▶ _DIRECTIONS FOR THIS TASK_
Each record is to be given again without alteration.

▶ _PROVIDED INFORMATION_
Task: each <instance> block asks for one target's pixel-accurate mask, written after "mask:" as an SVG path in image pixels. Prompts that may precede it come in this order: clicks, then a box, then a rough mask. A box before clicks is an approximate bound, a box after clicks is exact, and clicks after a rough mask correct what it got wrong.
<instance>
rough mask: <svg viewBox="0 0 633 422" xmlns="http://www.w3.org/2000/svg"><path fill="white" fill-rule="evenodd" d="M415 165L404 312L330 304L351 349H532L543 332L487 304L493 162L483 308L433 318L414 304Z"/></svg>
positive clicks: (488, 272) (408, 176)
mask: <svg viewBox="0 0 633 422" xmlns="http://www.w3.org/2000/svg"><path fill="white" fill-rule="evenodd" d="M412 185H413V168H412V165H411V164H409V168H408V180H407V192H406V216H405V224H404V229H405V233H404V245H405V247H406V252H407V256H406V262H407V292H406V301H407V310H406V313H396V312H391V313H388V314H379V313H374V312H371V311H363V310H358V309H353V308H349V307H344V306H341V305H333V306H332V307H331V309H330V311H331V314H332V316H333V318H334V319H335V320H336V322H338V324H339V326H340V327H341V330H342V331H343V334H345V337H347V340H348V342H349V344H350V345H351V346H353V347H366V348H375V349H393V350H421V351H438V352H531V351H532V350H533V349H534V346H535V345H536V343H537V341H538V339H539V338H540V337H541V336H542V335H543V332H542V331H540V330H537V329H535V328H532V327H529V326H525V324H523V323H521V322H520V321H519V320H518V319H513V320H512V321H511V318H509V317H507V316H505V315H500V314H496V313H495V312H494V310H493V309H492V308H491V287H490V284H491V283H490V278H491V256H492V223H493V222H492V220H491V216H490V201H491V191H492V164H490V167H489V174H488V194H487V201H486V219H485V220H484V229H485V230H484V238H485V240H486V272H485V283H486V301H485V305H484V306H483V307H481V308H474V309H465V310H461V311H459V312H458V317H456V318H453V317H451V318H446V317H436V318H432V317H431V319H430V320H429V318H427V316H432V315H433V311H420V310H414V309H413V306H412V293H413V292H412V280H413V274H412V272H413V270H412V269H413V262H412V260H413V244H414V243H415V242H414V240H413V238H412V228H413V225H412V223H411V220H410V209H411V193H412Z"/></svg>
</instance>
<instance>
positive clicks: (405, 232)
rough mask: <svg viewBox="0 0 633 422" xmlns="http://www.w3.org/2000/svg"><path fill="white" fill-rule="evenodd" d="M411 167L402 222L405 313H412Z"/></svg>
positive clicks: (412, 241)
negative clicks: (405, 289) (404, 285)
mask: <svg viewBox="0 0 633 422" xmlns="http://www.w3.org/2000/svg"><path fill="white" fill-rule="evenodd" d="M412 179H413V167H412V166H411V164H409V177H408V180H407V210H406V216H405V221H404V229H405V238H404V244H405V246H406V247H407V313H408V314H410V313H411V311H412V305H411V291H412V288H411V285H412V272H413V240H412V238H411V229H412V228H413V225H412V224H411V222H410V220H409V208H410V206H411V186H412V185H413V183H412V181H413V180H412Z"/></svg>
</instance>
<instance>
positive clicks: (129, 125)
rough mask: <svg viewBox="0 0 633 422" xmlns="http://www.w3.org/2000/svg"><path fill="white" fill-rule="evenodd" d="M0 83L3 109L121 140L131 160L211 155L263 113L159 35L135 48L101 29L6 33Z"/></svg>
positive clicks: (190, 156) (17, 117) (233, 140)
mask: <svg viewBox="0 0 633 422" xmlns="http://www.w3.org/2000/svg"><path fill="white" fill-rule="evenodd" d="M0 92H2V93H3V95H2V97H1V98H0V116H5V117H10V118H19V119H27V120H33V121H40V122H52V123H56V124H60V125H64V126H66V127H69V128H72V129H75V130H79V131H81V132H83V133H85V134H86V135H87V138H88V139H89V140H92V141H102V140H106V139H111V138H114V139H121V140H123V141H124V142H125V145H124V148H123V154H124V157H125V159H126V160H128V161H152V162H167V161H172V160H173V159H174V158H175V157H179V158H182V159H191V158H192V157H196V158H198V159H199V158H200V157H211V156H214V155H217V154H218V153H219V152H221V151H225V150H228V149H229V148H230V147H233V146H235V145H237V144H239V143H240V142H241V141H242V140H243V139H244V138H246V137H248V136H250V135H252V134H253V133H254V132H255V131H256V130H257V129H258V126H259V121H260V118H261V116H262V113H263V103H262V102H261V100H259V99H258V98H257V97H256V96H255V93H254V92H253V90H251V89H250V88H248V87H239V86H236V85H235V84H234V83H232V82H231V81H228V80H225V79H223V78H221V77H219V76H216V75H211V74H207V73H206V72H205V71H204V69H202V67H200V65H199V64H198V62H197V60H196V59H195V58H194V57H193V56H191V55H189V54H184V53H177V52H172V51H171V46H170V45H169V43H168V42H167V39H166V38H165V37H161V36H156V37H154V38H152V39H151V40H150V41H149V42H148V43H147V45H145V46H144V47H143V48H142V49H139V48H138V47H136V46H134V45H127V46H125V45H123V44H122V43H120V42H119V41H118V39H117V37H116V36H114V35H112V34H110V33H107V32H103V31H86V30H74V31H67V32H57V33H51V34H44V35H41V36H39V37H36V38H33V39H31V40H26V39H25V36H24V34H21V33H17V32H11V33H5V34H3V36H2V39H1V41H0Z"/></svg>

▶ _ANSWER TO THE PROBLEM_
Task: each <instance> block asks for one target's pixel-accurate mask, written after "mask:" as an SVG path in image pixels. Prompts that may precede it come in this order: clicks, then a box, then a rough mask. A box before clicks is an approximate bound, a box after clicks is exact, and clicks after a rough mask correct what it got wrong.
<instance>
rough mask: <svg viewBox="0 0 633 422" xmlns="http://www.w3.org/2000/svg"><path fill="white" fill-rule="evenodd" d="M415 165L404 312L330 304L351 349H532L543 332L487 304L493 162L483 308L433 318L414 304Z"/></svg>
positive clicks: (488, 272) (408, 176)
mask: <svg viewBox="0 0 633 422" xmlns="http://www.w3.org/2000/svg"><path fill="white" fill-rule="evenodd" d="M412 185H413V168H412V165H411V164H409V168H408V180H407V192H406V216H405V224H404V229H405V233H404V245H405V247H406V252H407V256H406V262H407V292H406V301H407V310H406V313H396V312H391V313H388V314H379V313H374V312H371V311H363V310H358V309H353V308H349V307H344V306H341V305H333V306H332V307H331V309H330V311H331V314H332V316H333V318H334V319H335V320H336V322H338V324H339V326H340V327H341V330H342V331H343V334H345V337H347V340H348V342H349V344H350V345H351V346H353V347H366V348H375V349H393V350H421V351H438V352H531V351H532V350H533V349H534V346H535V345H536V343H537V341H538V339H539V338H540V337H541V336H542V335H543V332H542V331H540V330H537V329H535V328H532V327H529V326H525V324H523V323H521V322H520V321H519V320H518V319H513V320H512V321H511V318H509V317H507V316H505V315H500V314H496V313H495V312H494V310H493V309H492V308H491V287H490V284H491V283H490V278H491V256H492V223H493V222H492V220H491V216H490V201H491V191H492V164H490V167H489V174H488V194H487V201H486V219H485V220H484V229H485V230H484V238H485V240H486V272H485V283H486V301H485V305H484V306H483V307H481V308H474V309H465V310H461V311H459V312H458V317H456V318H453V317H451V318H446V317H436V318H432V317H431V319H430V320H429V318H427V316H432V315H433V311H420V310H414V309H413V306H412V293H413V292H412V280H413V274H412V272H413V270H412V269H413V262H412V260H413V244H414V243H415V242H414V240H413V238H412V228H413V225H412V223H411V220H410V209H411V193H412Z"/></svg>
</instance>
<instance>
positive clicks: (405, 232)
rough mask: <svg viewBox="0 0 633 422" xmlns="http://www.w3.org/2000/svg"><path fill="white" fill-rule="evenodd" d="M411 167L402 222L405 313H412Z"/></svg>
positive clicks: (412, 241)
negative clicks: (405, 289) (404, 285)
mask: <svg viewBox="0 0 633 422" xmlns="http://www.w3.org/2000/svg"><path fill="white" fill-rule="evenodd" d="M412 179H413V167H412V166H411V164H409V177H408V180H407V210H406V216H405V221H404V229H405V238H404V244H405V246H406V247H407V313H408V314H410V313H411V311H412V305H411V291H412V288H411V285H412V272H413V240H412V238H411V229H412V228H413V225H412V224H411V222H410V220H409V208H410V206H411V186H412V185H413V183H412V181H413V180H412Z"/></svg>
</instance>
<instance>
positive clicks: (129, 125)
rough mask: <svg viewBox="0 0 633 422" xmlns="http://www.w3.org/2000/svg"><path fill="white" fill-rule="evenodd" d="M0 83L3 109L121 140L131 160L211 155L263 113L159 35L135 48L101 29L6 33Z"/></svg>
positive clicks: (190, 156) (17, 117) (233, 140)
mask: <svg viewBox="0 0 633 422" xmlns="http://www.w3.org/2000/svg"><path fill="white" fill-rule="evenodd" d="M0 92H2V93H3V95H2V97H1V98H0V116H5V117H10V118H19V119H27V120H33V121H40V122H52V123H56V124H60V125H64V126H66V127H69V128H72V129H75V130H79V131H81V132H83V133H85V134H86V135H87V138H88V139H89V140H92V141H102V140H106V139H111V138H114V139H121V140H123V141H124V142H125V145H124V148H123V154H124V157H125V159H126V160H128V161H152V162H167V161H172V160H173V159H174V158H175V157H179V158H182V159H191V158H192V157H196V158H198V159H199V158H200V157H211V156H214V155H217V154H218V153H219V152H221V151H225V150H228V149H229V148H230V147H233V146H235V145H237V144H239V143H240V142H241V141H242V140H243V139H244V138H246V137H248V136H250V135H252V134H253V133H254V132H255V131H256V130H257V129H258V126H259V121H260V118H261V116H262V113H263V103H262V102H261V100H259V99H258V98H257V97H256V96H255V93H254V92H253V90H251V89H250V88H248V87H239V86H236V85H235V84H234V83H232V82H231V81H228V80H225V79H223V78H221V77H219V76H216V75H211V74H207V73H206V72H205V71H204V69H202V67H200V65H199V64H198V62H197V60H196V59H195V58H194V57H193V56H191V55H189V54H184V53H177V52H172V51H171V46H170V45H169V43H168V42H167V39H166V38H165V37H161V36H156V37H154V38H152V39H151V40H150V41H149V42H148V43H147V45H145V46H144V47H143V48H142V49H139V48H138V47H136V46H134V45H127V46H125V45H123V44H122V43H120V42H119V41H118V39H117V37H116V36H114V35H112V34H110V33H107V32H103V31H86V30H74V31H67V32H57V33H51V34H44V35H41V36H39V37H36V38H33V39H31V40H26V39H25V36H24V34H21V33H17V32H11V33H5V34H3V36H2V39H1V41H0Z"/></svg>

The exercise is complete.